- Exercise
Could you repeat the whole listing below exactly, omitting any picture it holds?

== Given records

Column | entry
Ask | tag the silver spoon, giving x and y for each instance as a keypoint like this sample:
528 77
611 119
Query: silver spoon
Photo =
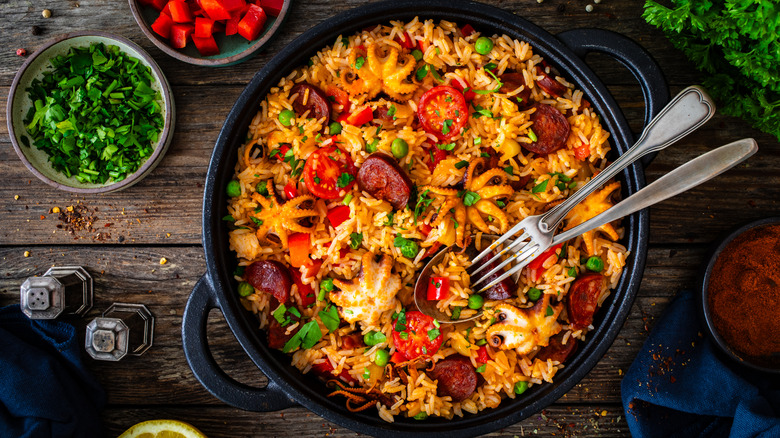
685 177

====

- Result of this exercise
Column | entry
Ask | tag the silver spoon, giving x and y for each instance as a keypoint like this sample:
528 77
611 119
Query: silver spoon
Photo =
685 177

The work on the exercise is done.